Passage shown
The White House embraced this idea for two reasons. One was to raise money; the other was to reduce costs. As President Barack Obama himself has recognized in his most recent version of the bill, there are much better ways to raise the funds to subsidize expanded health-insurance coverage. Obama's new proposal to raise Medicare taxes on high-income families is a fairer way of generating revenue than taxing premiums, many of which would fall on families with incomes of well under $100,000 a year.
The premise of "Cadillac" insurance, as even Paul obliquely recognizes, is partly a canard. Many premiums are very expensive not because workers have gold-plated policies but because they happen to work for employers with aging work forces. Because of the inefficiency and profiteering of the private insurance industry, many Chevrolet policies have Cadillac sticker prices.
Paul's premise that an excise tax on high-quality insurance is a good way of reducing costs over time is also debatable. The effect, more likely, would be to shift costs. If employers responded to this tax by moving their employees to lower-quality policies, the result would be higher deductibles, higher co-pays, and failure to cover medically necessary procedures and treatments. The affluent would simply pay out of pocket. The middle class would go without. This is less a case of "bending the cost curve" than it is another form of assault on ordinary Americans who have already taken a financial beating. A recent report by Citizens for Tax Justice concludes:
The Congressional Budget Office has concluded that neither the House nor the Senate bill would significantly change the trajectory of health costs over time. If we are serious about containing costs without cutting care, the only remedy is a single-payer system. Either we will eventually find our way to that true reform -- or find ourselves with a system that costs more and covers less.
After 14 months of buildup, this bill is a 50-50 proposition at best in the House for one big reason: It is filled with provisions that are dubious politics and not necessary policy. Citizens, and their elected representatives who must face the voters in November, do not like the mandate, they do not like the tax on premiums, and they don't like the diversion of Medicare funds.
Once the administration opted for subsidizing the existing insurance industry rather than promoting Medicare-for-all, the logic seemed relentless. You had to have a mandate with fines to prevent free riders, and you had to get a handle on the rising costs as well as find a lot of new money. At the time the early bills were being drafted, there seemed no alternatives to mandates, excise taxes, and Medicare savings. But as Paul has written elsewhere, a period of exclusion for people who refused to sign up is preferable to a mandate. And I think the evidence is overwhelming that taxing high-income households is preferable to an excise tax on the premiums of the working middle class, both as politics and as policy.
I did not support this path to health reform. But since it's the only one we're on, let's at least make it more attractive to the voters as well as more defensible policy.

Excerpted records
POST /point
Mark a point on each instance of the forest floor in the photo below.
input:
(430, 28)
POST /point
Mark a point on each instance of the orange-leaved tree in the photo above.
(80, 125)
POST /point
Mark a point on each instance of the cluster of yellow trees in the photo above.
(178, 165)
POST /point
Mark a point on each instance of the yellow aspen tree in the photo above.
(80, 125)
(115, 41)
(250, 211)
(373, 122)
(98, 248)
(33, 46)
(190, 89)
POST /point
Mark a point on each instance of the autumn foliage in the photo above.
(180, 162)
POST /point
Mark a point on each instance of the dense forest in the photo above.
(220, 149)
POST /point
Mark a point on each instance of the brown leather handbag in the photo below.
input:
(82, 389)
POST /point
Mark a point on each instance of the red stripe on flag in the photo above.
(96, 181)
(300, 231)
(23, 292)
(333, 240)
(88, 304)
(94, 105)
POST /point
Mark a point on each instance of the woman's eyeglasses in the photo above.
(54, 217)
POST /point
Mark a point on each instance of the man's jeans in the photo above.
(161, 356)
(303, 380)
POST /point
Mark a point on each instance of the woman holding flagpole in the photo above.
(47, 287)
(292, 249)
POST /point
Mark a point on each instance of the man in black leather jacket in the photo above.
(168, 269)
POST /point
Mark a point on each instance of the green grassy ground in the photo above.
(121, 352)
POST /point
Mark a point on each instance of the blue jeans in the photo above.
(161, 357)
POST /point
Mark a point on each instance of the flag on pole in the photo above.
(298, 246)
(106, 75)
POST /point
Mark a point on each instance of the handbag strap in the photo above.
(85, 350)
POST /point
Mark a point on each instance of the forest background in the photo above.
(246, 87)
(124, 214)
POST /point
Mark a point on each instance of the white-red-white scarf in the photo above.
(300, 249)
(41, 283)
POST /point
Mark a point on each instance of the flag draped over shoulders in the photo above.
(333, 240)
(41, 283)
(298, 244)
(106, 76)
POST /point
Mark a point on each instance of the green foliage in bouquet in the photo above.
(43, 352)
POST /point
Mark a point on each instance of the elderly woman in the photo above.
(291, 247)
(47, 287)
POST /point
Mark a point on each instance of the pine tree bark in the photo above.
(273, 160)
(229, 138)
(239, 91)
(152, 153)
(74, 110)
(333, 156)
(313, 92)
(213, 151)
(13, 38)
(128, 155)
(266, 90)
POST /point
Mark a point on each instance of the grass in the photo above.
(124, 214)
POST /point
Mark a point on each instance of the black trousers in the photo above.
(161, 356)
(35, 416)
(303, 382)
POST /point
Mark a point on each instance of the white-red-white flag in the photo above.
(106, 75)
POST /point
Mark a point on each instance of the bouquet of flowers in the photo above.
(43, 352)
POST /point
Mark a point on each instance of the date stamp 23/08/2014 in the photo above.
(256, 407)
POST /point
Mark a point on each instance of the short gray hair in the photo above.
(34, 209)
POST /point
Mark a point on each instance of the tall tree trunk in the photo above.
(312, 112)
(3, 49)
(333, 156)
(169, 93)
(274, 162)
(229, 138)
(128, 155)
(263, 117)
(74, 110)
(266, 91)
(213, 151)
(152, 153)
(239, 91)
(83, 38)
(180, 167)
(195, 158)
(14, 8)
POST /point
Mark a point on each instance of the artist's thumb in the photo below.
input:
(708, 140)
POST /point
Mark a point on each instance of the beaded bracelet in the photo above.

To do
1. According to the health-reform passage, which provisions do citizens and their elected representatives dislike? List all of them.
2. Return the stretch of the health-reform passage that opens with the words containing "After 14 months" and closes with "of Medicare funds.", copied word for word.

Solutions below
1.
- the mandate
- the tax on premiums
- the diversion of Medicare funds

2.
After 14 months of buildup, this bill is a 50-50 proposition at best in the House for one big reason: It is filled with provisions that are dubious politics and not necessary policy. Citizens, and their elected representatives who must face the voters in November, do not like the mandate, they do not like the tax on premiums, and they don't like the diversion of Medicare funds.